[Entries taken from a collection]
=-=-=
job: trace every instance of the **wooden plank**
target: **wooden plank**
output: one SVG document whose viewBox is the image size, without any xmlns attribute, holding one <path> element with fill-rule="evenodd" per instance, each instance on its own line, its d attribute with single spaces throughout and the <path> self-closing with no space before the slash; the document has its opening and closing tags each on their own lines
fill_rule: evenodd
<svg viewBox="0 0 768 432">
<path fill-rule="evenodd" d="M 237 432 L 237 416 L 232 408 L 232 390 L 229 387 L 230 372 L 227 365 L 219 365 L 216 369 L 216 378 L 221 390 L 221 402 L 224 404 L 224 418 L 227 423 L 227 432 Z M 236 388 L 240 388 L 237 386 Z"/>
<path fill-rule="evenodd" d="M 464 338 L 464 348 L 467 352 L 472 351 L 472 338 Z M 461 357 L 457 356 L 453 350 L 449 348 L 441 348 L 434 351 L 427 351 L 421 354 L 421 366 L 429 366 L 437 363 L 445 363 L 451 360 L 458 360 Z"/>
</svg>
=-=-=
WHAT THE TASK REQUIRES >> Your response should be the lines of the entries above that include the string "wooden".

RESULT >>
job: trace every instance of the **wooden plank**
target: **wooden plank**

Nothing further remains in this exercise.